Please revise the part of the records that opens with the line containing "Annotate each instance of the water" and closes with the line containing "Annotate each instance of the stone wall", putting "single marker" wherever "single point" appears and keeping everything else the same. Return only that part.
+++++
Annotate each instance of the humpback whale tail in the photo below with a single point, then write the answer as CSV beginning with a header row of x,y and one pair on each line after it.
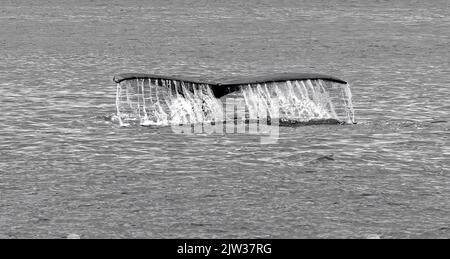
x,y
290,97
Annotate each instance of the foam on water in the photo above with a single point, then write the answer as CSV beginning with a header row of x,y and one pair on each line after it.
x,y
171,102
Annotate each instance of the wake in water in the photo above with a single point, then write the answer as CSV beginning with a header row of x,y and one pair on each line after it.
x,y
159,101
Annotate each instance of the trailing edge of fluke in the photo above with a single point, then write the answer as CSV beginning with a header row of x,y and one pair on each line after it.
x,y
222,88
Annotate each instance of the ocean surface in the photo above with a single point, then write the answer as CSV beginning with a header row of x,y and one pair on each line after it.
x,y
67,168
+++++
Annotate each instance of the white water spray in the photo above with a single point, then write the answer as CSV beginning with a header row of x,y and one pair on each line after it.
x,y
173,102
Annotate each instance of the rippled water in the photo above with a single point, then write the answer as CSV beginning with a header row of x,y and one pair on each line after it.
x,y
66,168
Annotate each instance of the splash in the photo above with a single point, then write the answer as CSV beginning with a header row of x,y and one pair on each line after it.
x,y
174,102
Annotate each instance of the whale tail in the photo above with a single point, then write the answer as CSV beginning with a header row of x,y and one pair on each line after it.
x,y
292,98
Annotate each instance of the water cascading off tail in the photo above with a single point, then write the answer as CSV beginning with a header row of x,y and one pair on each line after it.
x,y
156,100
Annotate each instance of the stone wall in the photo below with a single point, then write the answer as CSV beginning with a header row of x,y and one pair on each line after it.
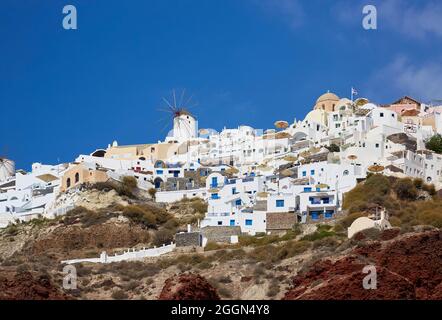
+++++
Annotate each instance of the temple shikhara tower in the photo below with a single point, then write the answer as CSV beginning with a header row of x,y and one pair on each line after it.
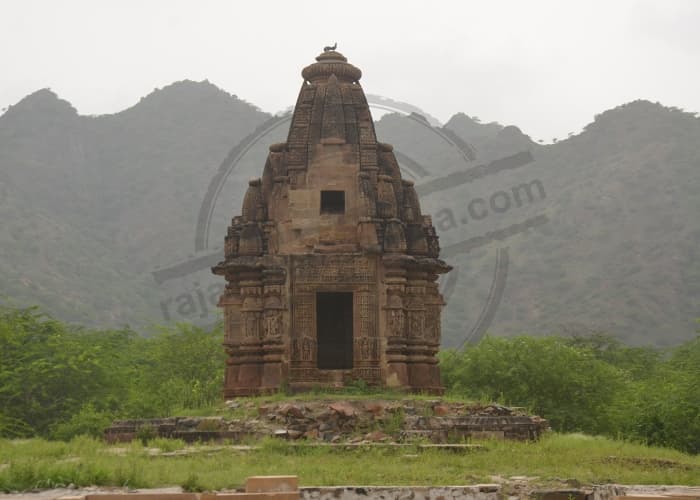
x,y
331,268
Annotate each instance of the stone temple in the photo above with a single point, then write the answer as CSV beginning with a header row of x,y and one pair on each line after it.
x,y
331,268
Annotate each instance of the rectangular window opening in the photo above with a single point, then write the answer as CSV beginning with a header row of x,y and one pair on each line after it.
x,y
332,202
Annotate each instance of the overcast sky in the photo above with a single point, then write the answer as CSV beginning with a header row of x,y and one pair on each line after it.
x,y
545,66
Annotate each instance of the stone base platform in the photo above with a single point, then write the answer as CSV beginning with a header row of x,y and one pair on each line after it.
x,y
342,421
+++++
**Output of the task:**
Annotate each instance of the water cascading off tail in the photo above with a single marker, then write the answer as CSV beginning with a header row of x,y and one pair on each line after it.
x,y
156,100
Annotate each instance of the stone wall in the photo below with a single marker, then write the answer as CSV beginning with a header row of x,y and one pair on each line after it.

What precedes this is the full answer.